DIRECTIONS FOR THIS TASK:
Could you print exactly the lines of the listing below, starting at the line that has "box: [71, 355, 95, 402]" and ending at the line that has "positive clicks: (194, 419)", and only those lines?

INFORMATION PROVIDED:
# # # #
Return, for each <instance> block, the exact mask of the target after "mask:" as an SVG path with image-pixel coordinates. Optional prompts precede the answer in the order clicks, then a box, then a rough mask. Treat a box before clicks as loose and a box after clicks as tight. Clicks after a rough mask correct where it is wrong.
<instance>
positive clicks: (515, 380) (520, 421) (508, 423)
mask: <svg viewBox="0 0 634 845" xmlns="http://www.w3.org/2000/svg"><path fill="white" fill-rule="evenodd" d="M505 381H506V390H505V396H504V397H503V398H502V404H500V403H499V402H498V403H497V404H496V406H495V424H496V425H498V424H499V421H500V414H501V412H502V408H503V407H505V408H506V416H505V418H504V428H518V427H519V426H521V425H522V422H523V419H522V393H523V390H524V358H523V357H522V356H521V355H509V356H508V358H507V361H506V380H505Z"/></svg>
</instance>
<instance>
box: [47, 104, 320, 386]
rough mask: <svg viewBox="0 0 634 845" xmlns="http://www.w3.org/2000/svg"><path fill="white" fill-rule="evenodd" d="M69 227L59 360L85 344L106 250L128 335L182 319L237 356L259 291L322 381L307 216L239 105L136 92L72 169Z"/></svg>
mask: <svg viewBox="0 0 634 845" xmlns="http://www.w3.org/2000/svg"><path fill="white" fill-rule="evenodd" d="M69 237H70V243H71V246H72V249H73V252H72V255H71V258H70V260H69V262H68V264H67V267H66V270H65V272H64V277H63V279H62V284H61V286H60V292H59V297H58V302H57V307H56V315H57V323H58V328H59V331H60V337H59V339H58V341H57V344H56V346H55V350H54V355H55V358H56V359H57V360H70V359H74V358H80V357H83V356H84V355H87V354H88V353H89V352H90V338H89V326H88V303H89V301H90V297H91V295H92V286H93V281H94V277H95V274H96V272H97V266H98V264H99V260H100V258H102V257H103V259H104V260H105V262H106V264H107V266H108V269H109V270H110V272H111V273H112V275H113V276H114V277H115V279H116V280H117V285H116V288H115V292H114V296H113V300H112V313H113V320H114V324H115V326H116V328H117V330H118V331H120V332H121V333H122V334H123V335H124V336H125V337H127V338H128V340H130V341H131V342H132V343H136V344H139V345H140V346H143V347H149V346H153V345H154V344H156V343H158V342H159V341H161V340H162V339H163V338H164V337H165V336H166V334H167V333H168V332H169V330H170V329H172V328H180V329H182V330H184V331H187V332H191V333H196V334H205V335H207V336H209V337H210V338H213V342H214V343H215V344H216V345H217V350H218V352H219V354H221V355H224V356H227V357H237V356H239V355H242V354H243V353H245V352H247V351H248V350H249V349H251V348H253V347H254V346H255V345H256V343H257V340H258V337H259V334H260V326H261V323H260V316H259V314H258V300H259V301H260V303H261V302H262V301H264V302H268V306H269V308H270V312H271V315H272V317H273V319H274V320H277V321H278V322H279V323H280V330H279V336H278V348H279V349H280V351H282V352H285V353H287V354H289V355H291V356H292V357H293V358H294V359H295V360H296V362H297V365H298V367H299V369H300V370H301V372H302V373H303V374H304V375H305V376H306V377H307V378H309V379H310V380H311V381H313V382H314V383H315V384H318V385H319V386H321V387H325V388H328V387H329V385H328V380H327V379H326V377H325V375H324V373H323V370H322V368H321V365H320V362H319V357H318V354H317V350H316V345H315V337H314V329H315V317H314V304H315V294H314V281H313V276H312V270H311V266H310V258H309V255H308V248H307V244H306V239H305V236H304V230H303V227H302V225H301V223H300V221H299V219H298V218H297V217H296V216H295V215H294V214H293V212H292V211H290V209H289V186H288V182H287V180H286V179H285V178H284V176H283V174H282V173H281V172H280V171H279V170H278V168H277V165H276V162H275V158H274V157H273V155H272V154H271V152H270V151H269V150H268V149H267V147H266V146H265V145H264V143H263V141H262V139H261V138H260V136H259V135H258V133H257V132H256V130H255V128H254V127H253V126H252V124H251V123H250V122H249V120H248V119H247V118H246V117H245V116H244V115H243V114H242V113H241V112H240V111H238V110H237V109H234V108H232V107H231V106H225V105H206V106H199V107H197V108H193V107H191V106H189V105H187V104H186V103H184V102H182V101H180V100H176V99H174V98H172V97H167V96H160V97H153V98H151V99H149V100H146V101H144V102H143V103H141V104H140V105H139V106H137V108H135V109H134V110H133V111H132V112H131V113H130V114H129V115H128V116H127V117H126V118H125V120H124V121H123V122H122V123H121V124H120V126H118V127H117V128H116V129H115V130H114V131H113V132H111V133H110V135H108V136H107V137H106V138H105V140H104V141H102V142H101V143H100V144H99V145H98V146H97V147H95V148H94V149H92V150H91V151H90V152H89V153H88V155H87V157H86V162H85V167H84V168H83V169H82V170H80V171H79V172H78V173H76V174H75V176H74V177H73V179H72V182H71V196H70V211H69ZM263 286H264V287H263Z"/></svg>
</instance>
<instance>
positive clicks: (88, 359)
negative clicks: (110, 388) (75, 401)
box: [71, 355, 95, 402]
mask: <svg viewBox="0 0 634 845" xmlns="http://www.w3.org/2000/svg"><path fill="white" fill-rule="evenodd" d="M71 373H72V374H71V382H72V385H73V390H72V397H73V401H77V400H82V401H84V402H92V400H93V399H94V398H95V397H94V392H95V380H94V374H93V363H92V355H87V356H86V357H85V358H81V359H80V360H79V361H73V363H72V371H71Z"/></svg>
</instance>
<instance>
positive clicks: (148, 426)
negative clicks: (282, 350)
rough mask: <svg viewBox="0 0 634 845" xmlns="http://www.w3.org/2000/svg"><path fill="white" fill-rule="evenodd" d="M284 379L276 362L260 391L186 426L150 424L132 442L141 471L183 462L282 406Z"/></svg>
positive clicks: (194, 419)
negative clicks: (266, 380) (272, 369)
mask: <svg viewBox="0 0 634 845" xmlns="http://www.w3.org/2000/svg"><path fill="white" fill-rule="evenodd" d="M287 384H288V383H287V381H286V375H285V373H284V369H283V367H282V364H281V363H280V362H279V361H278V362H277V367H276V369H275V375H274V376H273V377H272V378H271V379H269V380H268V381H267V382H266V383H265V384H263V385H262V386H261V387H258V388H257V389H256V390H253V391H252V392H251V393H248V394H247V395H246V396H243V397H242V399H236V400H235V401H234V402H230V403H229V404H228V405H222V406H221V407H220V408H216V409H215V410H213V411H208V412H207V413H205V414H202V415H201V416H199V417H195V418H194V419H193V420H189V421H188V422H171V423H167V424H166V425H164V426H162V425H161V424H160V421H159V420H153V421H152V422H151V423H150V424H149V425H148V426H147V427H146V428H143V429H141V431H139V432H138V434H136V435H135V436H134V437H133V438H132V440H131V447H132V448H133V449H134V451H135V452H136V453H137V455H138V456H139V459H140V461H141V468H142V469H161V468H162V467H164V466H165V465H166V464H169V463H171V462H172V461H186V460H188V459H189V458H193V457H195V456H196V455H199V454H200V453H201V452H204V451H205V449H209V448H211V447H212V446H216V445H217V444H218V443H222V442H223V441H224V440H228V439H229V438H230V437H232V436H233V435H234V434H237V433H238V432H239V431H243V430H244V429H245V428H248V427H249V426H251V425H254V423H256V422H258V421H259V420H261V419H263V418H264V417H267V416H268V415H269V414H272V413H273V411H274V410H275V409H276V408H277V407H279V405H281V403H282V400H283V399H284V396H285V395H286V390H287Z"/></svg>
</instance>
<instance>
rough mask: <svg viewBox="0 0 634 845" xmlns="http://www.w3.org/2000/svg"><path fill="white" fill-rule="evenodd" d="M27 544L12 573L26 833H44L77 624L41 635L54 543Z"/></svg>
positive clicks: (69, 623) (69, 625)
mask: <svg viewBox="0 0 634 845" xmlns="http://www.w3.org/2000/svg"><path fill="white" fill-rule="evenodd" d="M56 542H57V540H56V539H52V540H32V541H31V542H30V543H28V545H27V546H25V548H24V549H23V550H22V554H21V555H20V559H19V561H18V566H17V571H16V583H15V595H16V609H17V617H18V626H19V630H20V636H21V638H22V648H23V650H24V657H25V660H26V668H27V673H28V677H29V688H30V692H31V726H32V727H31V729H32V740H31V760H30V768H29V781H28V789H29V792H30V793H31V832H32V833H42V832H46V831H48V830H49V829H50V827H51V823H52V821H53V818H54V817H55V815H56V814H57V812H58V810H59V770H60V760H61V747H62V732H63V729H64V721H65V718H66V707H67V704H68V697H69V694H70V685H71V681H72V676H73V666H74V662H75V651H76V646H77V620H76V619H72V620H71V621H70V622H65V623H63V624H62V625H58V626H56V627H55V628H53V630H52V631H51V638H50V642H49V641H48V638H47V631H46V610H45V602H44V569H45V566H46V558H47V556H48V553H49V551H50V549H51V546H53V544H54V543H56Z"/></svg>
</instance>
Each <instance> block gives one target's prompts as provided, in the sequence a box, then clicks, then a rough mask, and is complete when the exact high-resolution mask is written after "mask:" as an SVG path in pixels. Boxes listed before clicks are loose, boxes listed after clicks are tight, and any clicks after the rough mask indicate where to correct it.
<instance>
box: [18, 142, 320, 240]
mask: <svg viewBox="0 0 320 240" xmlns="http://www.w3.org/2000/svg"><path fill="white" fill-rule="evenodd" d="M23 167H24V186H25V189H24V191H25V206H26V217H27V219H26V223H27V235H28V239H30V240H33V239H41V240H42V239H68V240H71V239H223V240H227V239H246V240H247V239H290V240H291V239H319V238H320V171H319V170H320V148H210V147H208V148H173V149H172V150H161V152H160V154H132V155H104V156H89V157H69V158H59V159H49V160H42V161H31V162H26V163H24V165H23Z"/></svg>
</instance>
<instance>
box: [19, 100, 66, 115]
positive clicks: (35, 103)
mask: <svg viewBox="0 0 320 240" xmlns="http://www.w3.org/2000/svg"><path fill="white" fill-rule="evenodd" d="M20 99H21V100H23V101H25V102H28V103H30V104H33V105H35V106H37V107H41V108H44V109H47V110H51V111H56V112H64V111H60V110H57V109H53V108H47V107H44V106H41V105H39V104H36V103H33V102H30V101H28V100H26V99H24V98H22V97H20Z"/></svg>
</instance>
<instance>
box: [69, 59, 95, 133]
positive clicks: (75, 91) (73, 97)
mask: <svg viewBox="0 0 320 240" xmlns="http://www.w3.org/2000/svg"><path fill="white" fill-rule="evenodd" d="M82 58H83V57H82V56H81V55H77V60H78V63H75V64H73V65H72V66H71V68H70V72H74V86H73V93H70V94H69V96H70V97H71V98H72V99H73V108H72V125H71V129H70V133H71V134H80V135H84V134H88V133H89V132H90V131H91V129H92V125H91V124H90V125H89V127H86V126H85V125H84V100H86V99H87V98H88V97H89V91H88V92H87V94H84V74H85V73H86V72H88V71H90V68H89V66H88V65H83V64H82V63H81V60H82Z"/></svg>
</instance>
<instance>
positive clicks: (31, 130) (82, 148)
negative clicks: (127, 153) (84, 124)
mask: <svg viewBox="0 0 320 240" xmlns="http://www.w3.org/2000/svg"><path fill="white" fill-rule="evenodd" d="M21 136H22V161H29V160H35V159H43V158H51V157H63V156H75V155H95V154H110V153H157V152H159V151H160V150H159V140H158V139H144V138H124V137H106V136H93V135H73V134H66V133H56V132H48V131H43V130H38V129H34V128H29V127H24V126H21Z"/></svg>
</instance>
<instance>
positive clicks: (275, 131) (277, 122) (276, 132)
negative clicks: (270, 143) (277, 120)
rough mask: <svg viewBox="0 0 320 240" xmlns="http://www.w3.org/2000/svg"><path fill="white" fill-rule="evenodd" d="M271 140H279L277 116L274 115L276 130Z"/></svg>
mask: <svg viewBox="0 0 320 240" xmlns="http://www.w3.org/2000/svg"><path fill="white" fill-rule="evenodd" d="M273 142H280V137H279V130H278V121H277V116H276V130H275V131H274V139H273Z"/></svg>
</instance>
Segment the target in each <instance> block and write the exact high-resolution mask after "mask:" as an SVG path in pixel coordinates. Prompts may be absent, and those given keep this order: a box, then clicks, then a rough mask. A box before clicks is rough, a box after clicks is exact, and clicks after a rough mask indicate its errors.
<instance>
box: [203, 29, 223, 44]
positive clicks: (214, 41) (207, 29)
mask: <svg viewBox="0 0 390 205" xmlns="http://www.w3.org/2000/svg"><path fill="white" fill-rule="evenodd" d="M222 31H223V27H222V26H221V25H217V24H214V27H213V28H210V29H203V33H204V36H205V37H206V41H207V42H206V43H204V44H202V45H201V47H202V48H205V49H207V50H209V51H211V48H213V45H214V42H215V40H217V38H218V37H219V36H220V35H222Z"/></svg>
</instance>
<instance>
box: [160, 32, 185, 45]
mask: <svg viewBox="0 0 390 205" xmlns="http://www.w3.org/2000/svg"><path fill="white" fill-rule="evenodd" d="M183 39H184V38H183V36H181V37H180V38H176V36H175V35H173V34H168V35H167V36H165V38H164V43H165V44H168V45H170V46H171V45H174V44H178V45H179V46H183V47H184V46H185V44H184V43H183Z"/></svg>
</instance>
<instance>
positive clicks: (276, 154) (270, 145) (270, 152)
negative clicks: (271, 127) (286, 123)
# # # #
FINISHED TASK:
box: [71, 355, 95, 402]
mask: <svg viewBox="0 0 634 845" xmlns="http://www.w3.org/2000/svg"><path fill="white" fill-rule="evenodd" d="M71 373H72V374H71V382H72V385H73V390H72V397H73V401H77V400H82V401H84V402H92V400H93V399H94V398H95V397H94V392H95V380H94V374H93V363H92V355H87V356H86V357H85V358H81V359H80V360H79V361H73V363H72V371H71Z"/></svg>
</instance>
<instance>
positive clicks: (148, 426)
negative clicks: (282, 350)
rough mask: <svg viewBox="0 0 634 845" xmlns="http://www.w3.org/2000/svg"><path fill="white" fill-rule="evenodd" d="M284 379L276 362L260 391L186 426L150 424L132 442L141 471L183 462L282 406Z"/></svg>
positive clicks: (194, 419)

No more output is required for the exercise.